| Exercise directions |
From the devotional on oppositional training, set down everything from "Of course, I" down to "losing the other." word for word.

| Page extract |

<<<<

I’m just saying.  The Word became flesh.  The Living God indwelt a human body that He made and found worthy.  Shouldn’t you view it similarly?

Oppositional Training

“[T]he land you are crossing the Jordan to take possession of is a land of mountains and valleys ….” Deuteronomy 11:11 (NIV)

If you’ve done any strength training, you’ve learned the principle of oppositional training. To really strengthen any muscle group, you have to strengthen the opposing muscle group. If you want to strengthen your biceps, for example, you need to also strengthen your triceps. If you want to grow your quadriceps, you also need to grow your hamstrings. To train effectively, you have to train in opposition.

Interestingly, the rest of life is like that too.  We cannot have pleasure, for example, without pain (otherwise it would all seem the same and all feel neutral). We cannot have highs without lows, or as the writer of Ecclesiastes so adeptly put it, we cannot have laughter without tears or dancing without mourning (see Ecc. 3:4).  It is the order that God created.  We cannot achieve great heights without going through great valleys.

Problems arise, of course, when we ignore the principles of oppositional training. When we want large biceps, for example, but don’t like the triceps exercises … so we don’t do them much. Not only do we become out of balance, but we can’t achieve the results we really desire when we deny the way in which God made things.

Of course, I see myself in this paradox frequently. I would much prefer to avoid great pain, sadness, loss or mourning.  I’d much prefer avoid, deny, repress or run away from that side of life.  But I am learning that even God’s Promised Land had mountains and valleys … and that in His economy, I cannot avoid one without losing the other.

So I am learning afresh the principle of oppositional training.  And it’s hard.  It’s hard to sit in the hard places and remain present and not to rush through or ignore it.  It’s hard.  Really hard sometimes.  But I want the other side.  I endure the valley because I want the mountain-top.  And I strive to keep my eyes fixed on Jesus, my example … who for the joy set before Him, endured the cross.  (Hebrews 12:2b).

>>>>

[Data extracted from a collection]
<<<<

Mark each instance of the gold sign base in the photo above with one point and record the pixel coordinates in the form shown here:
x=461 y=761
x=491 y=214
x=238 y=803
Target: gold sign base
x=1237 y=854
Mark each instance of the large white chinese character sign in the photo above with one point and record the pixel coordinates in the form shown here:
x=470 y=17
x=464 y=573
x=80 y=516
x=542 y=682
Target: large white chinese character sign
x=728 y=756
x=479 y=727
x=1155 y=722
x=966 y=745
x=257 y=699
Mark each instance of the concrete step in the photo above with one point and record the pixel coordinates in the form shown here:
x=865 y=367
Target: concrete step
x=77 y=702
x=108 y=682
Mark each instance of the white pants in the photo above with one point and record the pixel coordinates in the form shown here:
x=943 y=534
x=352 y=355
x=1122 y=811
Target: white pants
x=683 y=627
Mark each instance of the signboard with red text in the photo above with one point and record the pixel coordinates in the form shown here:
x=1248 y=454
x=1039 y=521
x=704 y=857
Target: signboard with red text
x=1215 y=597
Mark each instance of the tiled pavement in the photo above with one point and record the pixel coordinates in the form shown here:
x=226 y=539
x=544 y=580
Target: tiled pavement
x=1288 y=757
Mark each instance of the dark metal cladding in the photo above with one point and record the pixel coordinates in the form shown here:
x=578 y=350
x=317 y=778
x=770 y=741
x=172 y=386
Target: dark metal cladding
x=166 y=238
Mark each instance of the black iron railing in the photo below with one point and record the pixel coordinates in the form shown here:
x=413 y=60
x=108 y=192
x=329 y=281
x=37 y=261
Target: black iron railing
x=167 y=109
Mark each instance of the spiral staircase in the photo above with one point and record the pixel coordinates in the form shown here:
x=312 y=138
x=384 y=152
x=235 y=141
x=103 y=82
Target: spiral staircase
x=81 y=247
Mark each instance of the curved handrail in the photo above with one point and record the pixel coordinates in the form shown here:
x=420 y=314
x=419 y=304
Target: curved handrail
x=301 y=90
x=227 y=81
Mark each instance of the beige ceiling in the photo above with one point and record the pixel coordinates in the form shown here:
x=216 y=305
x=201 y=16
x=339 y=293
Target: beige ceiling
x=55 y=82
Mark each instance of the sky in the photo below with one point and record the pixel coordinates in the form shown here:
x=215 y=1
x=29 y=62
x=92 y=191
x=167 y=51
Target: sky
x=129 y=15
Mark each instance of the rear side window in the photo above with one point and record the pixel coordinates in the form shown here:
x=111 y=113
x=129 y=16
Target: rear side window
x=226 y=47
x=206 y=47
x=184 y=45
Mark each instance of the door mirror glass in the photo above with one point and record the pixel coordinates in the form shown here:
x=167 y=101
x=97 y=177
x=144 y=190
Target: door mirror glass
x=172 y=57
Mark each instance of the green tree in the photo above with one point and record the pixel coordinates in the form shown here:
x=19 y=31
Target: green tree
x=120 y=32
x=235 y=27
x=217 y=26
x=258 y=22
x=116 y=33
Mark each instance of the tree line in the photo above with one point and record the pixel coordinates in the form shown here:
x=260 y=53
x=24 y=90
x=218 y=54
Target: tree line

>>>>

| Finished task |
Of course, I see myself in this paradox frequently. I would much prefer to avoid great pain, sadness, loss or mourning.  I’d much prefer avoid, deny, repress or run away from that side of life.  But I am learning that even God’s Promised Land had mountains and valleys … and that in His economy, I cannot avoid one without losing the other.